Do this ▸ Convert the lines from the one containing "Draw the outline of every instance of the wooden" through the one containing "549 511 L 526", inclusive, into a numbered list, skipping any blank lines and omitting the pictures.
= = = = = = =
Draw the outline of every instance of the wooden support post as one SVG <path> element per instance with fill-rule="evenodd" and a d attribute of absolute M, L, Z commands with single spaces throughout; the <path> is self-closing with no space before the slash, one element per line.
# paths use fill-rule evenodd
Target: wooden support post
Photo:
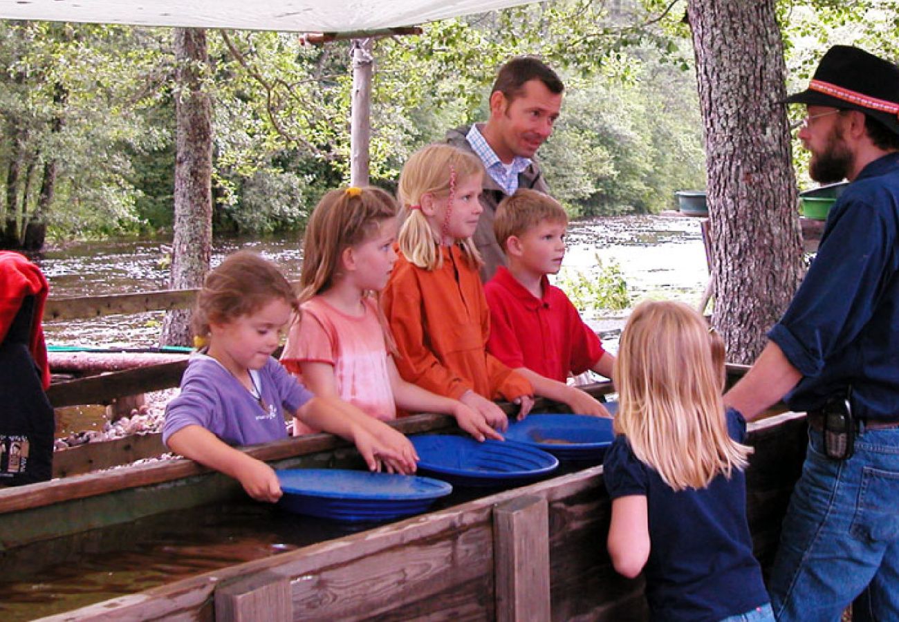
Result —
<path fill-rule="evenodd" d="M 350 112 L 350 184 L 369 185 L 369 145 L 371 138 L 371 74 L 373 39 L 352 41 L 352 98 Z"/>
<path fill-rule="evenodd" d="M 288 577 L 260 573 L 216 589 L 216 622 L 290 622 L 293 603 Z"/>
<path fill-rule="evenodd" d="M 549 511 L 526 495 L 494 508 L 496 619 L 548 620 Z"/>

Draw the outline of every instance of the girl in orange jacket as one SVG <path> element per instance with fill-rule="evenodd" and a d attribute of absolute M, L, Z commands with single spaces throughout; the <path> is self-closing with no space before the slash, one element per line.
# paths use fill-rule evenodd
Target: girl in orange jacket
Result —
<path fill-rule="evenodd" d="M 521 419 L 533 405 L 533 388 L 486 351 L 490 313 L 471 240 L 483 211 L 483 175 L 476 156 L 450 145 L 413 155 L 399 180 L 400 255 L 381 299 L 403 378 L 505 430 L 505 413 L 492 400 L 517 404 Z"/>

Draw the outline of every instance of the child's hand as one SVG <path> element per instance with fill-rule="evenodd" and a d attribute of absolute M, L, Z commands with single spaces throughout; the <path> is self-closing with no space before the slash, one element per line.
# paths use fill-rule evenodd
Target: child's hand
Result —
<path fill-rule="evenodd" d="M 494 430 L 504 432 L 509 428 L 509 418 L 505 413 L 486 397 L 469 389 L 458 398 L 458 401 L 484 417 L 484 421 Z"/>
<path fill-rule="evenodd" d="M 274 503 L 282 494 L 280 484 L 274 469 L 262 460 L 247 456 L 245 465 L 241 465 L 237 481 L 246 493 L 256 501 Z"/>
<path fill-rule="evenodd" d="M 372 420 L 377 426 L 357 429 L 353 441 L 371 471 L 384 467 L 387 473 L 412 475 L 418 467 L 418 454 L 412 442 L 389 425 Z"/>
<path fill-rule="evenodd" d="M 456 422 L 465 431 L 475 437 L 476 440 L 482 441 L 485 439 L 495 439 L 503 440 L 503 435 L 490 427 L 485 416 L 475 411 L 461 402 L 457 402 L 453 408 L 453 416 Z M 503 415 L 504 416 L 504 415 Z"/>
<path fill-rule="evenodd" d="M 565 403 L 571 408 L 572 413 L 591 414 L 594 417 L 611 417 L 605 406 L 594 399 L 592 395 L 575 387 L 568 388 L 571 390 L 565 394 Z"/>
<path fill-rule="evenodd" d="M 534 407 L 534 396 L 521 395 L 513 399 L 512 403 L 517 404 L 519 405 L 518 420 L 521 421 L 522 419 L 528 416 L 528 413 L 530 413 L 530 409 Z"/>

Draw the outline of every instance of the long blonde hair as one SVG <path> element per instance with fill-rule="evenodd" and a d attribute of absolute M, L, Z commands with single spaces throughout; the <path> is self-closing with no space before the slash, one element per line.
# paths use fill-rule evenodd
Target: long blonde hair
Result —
= = = = = = =
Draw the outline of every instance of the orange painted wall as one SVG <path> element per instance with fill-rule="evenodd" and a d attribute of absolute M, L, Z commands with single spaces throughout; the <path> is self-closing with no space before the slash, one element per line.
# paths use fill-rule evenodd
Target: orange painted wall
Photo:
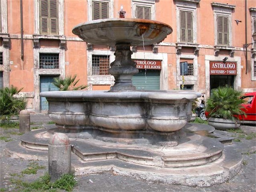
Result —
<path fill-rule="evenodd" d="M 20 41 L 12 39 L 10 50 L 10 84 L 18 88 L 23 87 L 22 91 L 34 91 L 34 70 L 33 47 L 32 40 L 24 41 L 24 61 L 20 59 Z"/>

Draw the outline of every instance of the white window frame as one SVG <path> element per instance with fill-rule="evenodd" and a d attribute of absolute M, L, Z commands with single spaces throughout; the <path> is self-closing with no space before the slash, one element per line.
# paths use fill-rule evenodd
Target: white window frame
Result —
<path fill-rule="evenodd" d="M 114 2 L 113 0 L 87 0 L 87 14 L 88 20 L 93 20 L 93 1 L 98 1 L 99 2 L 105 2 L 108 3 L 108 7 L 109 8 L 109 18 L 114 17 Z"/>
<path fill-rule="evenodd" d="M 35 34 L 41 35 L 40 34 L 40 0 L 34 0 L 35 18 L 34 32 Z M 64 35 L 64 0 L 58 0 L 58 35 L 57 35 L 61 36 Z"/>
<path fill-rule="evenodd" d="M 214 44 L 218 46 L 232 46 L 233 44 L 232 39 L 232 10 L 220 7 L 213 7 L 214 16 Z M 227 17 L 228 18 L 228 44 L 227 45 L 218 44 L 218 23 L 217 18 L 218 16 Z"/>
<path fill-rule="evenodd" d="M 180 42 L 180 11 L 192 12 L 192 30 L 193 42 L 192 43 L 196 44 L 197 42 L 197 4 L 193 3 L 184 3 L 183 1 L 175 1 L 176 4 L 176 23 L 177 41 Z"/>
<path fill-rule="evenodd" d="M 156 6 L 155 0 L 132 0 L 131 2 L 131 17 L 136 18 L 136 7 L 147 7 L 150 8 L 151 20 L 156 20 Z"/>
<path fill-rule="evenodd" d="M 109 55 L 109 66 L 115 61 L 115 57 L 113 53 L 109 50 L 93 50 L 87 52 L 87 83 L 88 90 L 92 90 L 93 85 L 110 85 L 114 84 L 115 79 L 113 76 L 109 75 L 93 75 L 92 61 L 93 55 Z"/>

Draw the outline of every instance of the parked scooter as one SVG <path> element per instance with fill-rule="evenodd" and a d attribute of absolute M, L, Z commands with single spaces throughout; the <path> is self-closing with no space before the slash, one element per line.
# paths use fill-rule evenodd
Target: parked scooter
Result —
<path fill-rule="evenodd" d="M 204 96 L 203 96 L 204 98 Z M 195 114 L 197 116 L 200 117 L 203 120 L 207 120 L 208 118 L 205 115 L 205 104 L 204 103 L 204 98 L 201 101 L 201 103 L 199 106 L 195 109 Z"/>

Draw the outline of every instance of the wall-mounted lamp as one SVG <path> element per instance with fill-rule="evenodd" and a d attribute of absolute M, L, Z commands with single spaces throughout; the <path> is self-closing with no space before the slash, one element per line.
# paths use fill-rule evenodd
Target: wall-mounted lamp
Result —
= = = = = = =
Full response ▸
1. Draw the outline of every instance of the wooden support post as one SVG <path> element per instance with fill-rule="evenodd" and a d attribute of absolute M, L, Z commands with single spaces throughout; the <path> is self-closing with no space before the slash, one element per line.
2. # paths use fill-rule evenodd
3. Target: wooden support post
4. Photo:
5. Result —
6. <path fill-rule="evenodd" d="M 350 112 L 350 184 L 369 185 L 369 145 L 371 138 L 371 74 L 373 39 L 352 41 L 352 98 Z"/>
7. <path fill-rule="evenodd" d="M 288 577 L 260 573 L 216 589 L 216 622 L 290 622 L 293 603 Z"/>
8. <path fill-rule="evenodd" d="M 549 511 L 526 495 L 494 508 L 496 619 L 548 620 Z"/>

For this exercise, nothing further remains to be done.